Reproduce the listing verbatim, starting with its first line and going on through the line with "613 160 622 208", including that line.

* Data extract
----

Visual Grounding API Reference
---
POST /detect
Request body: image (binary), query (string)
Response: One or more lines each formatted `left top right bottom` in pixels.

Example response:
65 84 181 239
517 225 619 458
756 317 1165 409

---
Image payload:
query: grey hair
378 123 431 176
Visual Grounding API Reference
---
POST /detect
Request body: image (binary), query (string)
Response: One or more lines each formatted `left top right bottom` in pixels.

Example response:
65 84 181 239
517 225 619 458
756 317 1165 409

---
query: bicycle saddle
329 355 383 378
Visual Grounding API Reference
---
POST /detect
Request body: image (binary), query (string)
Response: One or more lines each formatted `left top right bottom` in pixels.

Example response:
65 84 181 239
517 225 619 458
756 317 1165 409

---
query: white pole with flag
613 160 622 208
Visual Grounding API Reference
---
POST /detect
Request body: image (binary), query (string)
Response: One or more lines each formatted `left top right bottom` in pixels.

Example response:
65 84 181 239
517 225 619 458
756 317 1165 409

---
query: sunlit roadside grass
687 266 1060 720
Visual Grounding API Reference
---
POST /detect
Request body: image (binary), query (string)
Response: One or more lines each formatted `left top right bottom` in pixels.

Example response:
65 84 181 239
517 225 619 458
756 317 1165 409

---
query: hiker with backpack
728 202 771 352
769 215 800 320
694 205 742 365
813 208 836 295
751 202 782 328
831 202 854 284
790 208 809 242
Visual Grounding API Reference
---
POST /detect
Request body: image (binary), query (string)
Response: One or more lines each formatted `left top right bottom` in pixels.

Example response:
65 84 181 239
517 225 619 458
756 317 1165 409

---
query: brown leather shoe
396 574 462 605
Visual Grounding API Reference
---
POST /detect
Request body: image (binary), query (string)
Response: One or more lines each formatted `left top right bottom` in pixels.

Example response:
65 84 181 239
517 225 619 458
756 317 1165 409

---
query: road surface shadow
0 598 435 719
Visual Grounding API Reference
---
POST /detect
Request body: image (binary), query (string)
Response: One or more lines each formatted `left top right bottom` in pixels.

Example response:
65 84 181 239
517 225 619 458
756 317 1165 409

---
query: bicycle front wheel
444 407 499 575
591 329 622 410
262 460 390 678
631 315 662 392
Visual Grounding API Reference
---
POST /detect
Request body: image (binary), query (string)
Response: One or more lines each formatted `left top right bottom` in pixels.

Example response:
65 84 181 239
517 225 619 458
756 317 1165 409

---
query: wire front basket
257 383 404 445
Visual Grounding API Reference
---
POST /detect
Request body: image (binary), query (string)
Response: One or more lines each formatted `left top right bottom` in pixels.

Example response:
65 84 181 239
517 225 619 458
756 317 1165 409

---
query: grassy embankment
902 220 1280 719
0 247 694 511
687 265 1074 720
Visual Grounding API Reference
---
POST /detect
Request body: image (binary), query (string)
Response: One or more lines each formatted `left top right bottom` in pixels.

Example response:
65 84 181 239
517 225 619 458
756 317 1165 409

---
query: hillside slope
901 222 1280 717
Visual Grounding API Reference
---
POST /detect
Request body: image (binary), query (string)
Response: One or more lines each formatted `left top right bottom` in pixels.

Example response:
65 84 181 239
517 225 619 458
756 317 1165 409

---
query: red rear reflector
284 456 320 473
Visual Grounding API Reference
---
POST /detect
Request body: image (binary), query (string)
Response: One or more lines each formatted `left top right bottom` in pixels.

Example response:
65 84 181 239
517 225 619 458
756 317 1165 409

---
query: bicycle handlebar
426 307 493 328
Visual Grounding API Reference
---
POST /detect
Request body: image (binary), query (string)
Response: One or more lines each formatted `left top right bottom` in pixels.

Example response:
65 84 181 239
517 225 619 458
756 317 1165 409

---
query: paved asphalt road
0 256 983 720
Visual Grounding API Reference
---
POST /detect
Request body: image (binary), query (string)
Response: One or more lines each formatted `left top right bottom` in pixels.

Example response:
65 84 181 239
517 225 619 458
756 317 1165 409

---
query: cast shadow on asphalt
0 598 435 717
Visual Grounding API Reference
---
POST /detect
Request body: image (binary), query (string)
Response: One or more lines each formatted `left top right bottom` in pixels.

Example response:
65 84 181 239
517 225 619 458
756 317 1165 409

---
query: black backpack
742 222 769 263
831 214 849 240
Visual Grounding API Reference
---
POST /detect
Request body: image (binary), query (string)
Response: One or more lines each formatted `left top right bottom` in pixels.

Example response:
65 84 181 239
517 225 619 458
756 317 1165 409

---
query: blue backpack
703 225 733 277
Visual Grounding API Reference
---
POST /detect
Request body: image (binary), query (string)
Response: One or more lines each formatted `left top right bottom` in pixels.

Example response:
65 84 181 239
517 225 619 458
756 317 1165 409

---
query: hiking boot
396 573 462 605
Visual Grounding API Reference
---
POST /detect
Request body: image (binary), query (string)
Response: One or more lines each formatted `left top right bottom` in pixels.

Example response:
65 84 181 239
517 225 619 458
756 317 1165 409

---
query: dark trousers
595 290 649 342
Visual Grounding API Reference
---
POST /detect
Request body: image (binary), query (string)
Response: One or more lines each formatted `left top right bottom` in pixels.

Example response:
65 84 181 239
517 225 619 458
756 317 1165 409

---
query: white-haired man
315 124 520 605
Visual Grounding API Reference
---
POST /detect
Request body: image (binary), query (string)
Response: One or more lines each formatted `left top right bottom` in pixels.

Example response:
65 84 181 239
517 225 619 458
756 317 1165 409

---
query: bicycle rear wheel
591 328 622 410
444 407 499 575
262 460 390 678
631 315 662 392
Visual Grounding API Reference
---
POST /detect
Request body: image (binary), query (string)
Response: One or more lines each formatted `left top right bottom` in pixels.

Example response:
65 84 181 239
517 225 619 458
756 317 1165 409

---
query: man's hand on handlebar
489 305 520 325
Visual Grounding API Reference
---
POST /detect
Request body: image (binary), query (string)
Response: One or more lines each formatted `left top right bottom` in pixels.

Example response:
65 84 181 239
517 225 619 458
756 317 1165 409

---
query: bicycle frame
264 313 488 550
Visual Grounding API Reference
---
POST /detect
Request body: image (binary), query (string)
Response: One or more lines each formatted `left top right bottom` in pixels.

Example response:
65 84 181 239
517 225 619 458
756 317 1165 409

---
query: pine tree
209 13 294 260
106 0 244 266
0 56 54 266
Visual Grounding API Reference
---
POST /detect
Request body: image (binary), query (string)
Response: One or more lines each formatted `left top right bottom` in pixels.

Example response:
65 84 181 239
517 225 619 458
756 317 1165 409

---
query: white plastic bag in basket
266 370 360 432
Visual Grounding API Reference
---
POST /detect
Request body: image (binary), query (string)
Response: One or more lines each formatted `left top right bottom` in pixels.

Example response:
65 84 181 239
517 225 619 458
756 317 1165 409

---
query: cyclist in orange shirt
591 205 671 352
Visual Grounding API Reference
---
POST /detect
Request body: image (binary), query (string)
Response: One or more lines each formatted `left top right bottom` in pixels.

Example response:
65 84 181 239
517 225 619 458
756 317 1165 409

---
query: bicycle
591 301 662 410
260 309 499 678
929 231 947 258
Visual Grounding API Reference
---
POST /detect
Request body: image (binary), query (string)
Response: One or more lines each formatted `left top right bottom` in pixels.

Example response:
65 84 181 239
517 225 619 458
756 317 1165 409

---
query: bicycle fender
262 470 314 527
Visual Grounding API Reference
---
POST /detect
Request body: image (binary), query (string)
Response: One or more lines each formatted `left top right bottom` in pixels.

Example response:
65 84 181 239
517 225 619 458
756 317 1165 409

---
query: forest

----

* Complete response
Visual Grounding API Reference
---
POST /detect
Request body: image (binary), query (string)
Response: One or more lines each formatted `left top right bottom` in pixels.

Example response:
65 84 181 239
517 225 619 458
756 317 1165 409

---
Image payload:
query: grey hair
378 123 431 176
Visual Grounding API Reference
---
POST /detect
Request body: image (binary), query (string)
Response: One or more lines each formatted `left top right bottom` in pixels.

Example response:
65 84 181 239
517 225 619 458
756 317 1165 409

---
query: bicycle saddle
329 355 383 378
Visual Grounding API Reference
---
POST /detect
Request body: image (binary), query (string)
Response: One or more lines each formatted `left top right bottom` in pixels.

Example response:
65 84 181 239
517 225 619 458
756 317 1165 409

---
query: white pole with flag
613 160 622 208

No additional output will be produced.